---- Input records

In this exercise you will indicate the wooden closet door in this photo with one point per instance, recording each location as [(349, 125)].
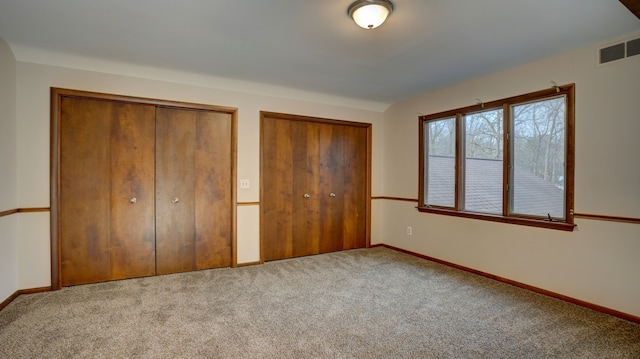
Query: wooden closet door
[(354, 197), (277, 188), (193, 190), (329, 163), (332, 188), (106, 160)]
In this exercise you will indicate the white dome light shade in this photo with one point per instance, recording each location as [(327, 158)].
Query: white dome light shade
[(370, 14)]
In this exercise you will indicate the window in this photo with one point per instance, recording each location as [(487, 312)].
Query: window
[(509, 160)]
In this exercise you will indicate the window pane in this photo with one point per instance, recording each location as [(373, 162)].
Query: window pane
[(441, 164), (538, 158), (483, 162)]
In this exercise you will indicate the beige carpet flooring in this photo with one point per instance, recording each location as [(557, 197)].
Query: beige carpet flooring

--------

Job =
Reproduce the data above word for word, omitting the picture.

Written reply =
In this exercise you will indicate the wooden closet door in this photo with one point per instance, recording each location as [(349, 125)].
Query: wooden closet door
[(354, 197), (277, 188), (193, 190), (329, 163), (332, 188), (106, 160)]
In this exercise you will indicate the white dome light shade in this photo with one point per instance, recording each location as [(327, 158)].
Query: white dome light shade
[(370, 14)]
In this exercise you will indicate the window in this photo with one point per instance, recording each location as [(487, 312)].
Query: window
[(509, 160)]
In this exercise you will indicate the window pane in this photo with one point per instance, recording each location as [(373, 162)].
Query: window pane
[(441, 164), (538, 158), (483, 162)]
In this exercise you will indicate the beige carpet flooring in this photo with one point per instance, recording each location as [(557, 197)].
Query: beige carpet flooring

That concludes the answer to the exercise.